* **EXERCISE INSTRUCTIONS**:
Your copy of the listing should be exact and should contain no pictures.

* **STORED DATA**:
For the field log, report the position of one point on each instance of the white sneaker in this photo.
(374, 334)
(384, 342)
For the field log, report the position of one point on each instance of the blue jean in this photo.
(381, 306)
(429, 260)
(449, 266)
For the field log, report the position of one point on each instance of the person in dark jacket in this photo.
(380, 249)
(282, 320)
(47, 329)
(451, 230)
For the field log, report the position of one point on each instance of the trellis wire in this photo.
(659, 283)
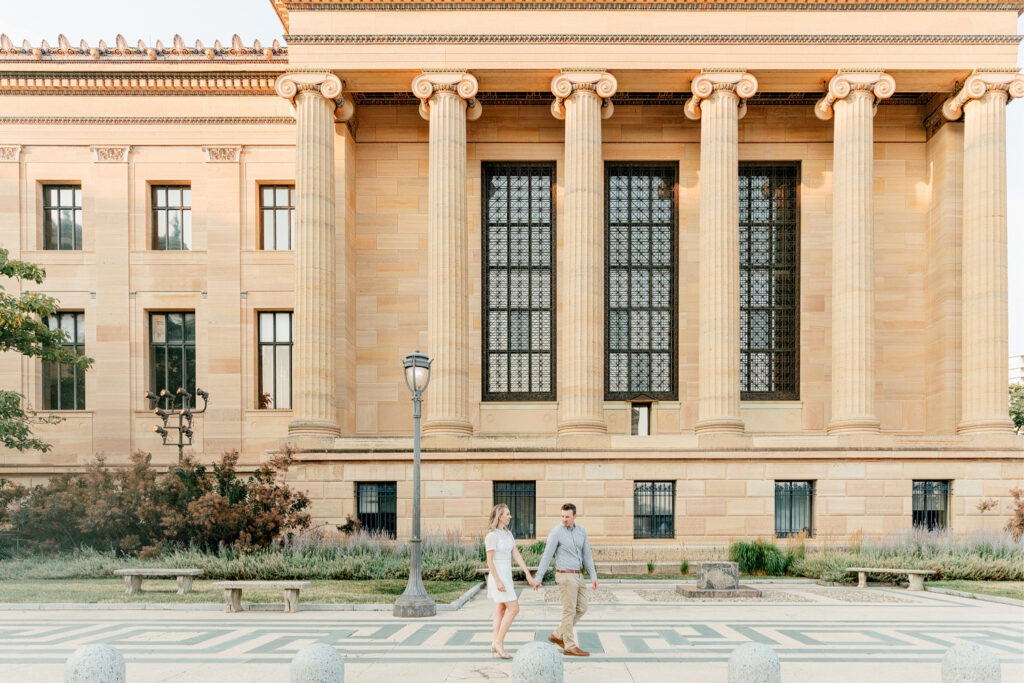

* **YOUR RESPONSE**:
For the field log, report the position of one point on each instance of the white sneaker in this photo.
(374, 334)
(384, 342)
For the field log, report the position of one point on each instance of the blue jean in this photo.
(381, 306)
(429, 260)
(449, 266)
For the field log, report the position of one point on each instance of the person in dark jacket in this photo.
(380, 249)
(282, 320)
(47, 329)
(451, 230)
For the field log, report the position of one point on each instance of the trellis wire in this photo.
(659, 283)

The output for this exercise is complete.